Aim of the task: All of the records listed below should be retyped exactly.
##### Input for this task
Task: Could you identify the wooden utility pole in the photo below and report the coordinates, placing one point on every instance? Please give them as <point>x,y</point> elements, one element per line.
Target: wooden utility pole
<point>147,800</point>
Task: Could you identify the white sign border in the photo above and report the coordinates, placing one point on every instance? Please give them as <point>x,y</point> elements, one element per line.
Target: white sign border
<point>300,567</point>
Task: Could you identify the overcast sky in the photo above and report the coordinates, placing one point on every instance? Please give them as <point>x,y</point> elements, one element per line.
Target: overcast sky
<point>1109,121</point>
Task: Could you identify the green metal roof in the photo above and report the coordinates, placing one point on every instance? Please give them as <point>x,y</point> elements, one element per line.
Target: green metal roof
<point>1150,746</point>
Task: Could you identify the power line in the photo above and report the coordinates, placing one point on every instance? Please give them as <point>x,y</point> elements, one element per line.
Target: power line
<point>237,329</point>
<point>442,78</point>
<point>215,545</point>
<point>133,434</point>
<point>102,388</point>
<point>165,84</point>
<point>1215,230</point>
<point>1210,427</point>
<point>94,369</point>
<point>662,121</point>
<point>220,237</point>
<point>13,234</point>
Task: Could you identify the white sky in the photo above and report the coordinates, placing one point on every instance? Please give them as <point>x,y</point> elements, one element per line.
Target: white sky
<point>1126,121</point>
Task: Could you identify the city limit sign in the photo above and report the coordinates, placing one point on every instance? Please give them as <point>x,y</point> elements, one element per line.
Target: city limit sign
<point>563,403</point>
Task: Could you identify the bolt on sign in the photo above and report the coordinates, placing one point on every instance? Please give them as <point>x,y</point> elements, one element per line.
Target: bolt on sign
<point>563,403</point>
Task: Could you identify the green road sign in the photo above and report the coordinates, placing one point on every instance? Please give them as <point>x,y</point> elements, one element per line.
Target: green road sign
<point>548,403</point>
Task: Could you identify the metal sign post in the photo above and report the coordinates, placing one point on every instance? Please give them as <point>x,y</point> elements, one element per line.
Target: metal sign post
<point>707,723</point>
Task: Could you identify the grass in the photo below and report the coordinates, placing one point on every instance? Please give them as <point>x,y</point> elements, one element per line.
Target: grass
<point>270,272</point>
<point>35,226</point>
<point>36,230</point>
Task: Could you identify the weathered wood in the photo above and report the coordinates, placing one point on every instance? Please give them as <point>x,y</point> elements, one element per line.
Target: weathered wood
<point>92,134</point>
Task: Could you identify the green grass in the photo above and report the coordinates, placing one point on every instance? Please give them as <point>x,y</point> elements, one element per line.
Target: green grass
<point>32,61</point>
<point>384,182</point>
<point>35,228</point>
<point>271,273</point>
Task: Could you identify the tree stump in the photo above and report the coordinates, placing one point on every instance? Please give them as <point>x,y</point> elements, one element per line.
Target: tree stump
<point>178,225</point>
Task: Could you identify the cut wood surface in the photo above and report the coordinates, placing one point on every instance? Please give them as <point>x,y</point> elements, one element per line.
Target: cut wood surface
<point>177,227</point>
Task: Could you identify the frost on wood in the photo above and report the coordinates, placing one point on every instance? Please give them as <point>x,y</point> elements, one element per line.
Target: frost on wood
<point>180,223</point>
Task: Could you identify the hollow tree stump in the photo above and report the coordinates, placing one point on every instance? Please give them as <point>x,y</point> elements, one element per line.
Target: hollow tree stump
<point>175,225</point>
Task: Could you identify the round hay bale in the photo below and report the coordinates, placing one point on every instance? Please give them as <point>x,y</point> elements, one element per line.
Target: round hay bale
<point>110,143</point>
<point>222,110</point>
##########
Response to the exercise:
Task: Could you identify the wooden utility pole in the photo below and report the coordinates, placing one point on every instance? Please give them as <point>x,y</point> elements, one element per line.
Target: wooden utility pole
<point>147,800</point>
Task: Could you identify the white sign border in the photo above and report the coordinates, placing one point on every instance? Please give them as <point>x,y</point> elements, one element per line.
Target: white sign border
<point>300,567</point>
Task: Could you identify the overcast sky in the photo above and report the coordinates, placing one point on every instance? Please give them as <point>x,y</point> elements, one element per line.
Target: overcast sky
<point>1109,121</point>
Task: Could you identify the green metal roof in the photo above and report the coordinates, placing one point on every instance? Please give them as <point>x,y</point> elements, one element per line.
Target: green metal roof
<point>1150,746</point>
Task: Could you identify the power line in the photo above and report the coordinates, placing one point on every instance? Please give them as <point>x,y</point> elements, one element per line.
Target: power line
<point>237,329</point>
<point>442,78</point>
<point>215,545</point>
<point>133,434</point>
<point>102,388</point>
<point>165,84</point>
<point>1215,230</point>
<point>1210,427</point>
<point>94,369</point>
<point>662,121</point>
<point>220,237</point>
<point>13,234</point>
Task: Could you identify the white sky in the photo above and report the coordinates, placing one point on every instance? Please give them as <point>x,y</point> elements, one element per line.
Target: white sky
<point>1126,121</point>
Task: Could you identify the city limit sign in the photo above and report the coordinates, placing one point on every instance? Please give them as <point>x,y</point> elements, one element per line.
Target: city limit sign
<point>563,403</point>
Task: Could you identify the bolt on sign in the photo above and report the coordinates, placing one point on every instance? Please give them as <point>x,y</point> elements, one element per line.
Target: bolt on sign
<point>563,403</point>
Task: Could you identify the green road sign in the photo above and report the coordinates, placing one point on every instance? Please give them as <point>x,y</point> elements, one element per line.
Target: green road sign
<point>548,403</point>
Task: Could you identify the metal sign post in the photo above and report the coordinates, placing one point on every instance? Please give them as <point>x,y</point> elements, one element per line.
Target: metal sign post
<point>707,723</point>
Task: Could you identify the grass in the photo below and report the coordinates, placing one point on every instance? Please give them as <point>x,y</point> elements, one element per line.
Target: grass
<point>270,272</point>
<point>35,226</point>
<point>36,230</point>
Task: Could you identify the weathered wood in the photo above and report the coordinates, placing one point on every instance? Please give them as <point>x,y</point> elements, one element per line.
Target: weathered wood
<point>92,134</point>
Task: Could you identify the green grass in the photo above and report the coordinates, placing one point on every instance? Please give them as <point>x,y</point> elements, one element per line.
Target: green grass
<point>32,61</point>
<point>384,182</point>
<point>35,228</point>
<point>271,273</point>
Task: Could you identify the tree stump in the photo above and report the coordinates, placing one point on every instance? Please give them as <point>x,y</point> elements, one element per line.
Target: tree stump
<point>178,225</point>
Task: Could you identify the cut wood surface in the photo above and report the coordinates, placing one point on every instance? Please give them as <point>x,y</point> elements, one element per line.
Target: cut wood surface
<point>177,227</point>
Task: Could you identify the frost on wood in the photo above and report the coordinates, placing one point on every instance? Please give them as <point>x,y</point> elements, one element per line.
Target: frost on wood
<point>180,223</point>
Task: Could you identify the hollow tree stump in the photo above and report the coordinates, placing one point on every instance? Please give them as <point>x,y</point> elements, one element per line.
Target: hollow tree stump
<point>175,225</point>
Task: Could you identify the round hay bale in the photo below and report the coordinates, placing one point on every instance? Please give them as <point>x,y</point> elements, one element per line.
Target: round hay bale
<point>110,143</point>
<point>222,110</point>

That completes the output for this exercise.